## What the exercise asks
Rewrite the data below, starting at the line that contains "Formation-chart tagging: label the grassy" and ending with the last line. Change every "dot" to "marker" and leave all else unchanged.

── Records to process ──

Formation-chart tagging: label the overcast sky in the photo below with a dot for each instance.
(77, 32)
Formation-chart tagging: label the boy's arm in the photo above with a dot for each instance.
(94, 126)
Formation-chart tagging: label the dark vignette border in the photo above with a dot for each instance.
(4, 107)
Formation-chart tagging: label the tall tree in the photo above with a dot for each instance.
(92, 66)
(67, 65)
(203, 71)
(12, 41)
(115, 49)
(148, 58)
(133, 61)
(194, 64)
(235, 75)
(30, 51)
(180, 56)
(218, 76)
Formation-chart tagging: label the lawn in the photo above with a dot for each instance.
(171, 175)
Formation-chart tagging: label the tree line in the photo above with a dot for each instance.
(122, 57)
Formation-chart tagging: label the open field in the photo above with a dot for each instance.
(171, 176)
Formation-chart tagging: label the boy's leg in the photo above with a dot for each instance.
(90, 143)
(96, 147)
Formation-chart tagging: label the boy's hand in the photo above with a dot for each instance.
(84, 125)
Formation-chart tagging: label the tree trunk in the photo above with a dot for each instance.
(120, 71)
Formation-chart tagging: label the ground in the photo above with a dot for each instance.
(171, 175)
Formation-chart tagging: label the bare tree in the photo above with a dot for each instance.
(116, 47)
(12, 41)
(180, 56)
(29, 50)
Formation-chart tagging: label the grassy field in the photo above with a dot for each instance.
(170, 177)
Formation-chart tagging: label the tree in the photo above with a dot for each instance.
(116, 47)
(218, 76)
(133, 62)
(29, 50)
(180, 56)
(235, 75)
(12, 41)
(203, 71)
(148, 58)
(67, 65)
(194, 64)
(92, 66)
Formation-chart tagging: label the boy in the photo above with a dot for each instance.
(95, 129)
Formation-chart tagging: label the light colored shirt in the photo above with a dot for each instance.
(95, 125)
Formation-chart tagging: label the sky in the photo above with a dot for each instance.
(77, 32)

───

## Answer to this problem
Formation-chart tagging: label the grassy field in the photo above with a marker for each instance.
(170, 177)
Formation-chart tagging: label the tree in the photo above with a marker for each instance.
(116, 47)
(218, 76)
(133, 62)
(29, 50)
(180, 56)
(235, 75)
(12, 41)
(203, 71)
(148, 58)
(67, 65)
(194, 64)
(92, 66)
Formation-chart tagging: label the boy in the photo above with a marker for each instance.
(95, 129)
Formation-chart tagging: label the light colored shirt in the photo above with a marker for each instance.
(95, 125)
Formation-chart tagging: label the sky in the photo above with a marker for each instance.
(77, 32)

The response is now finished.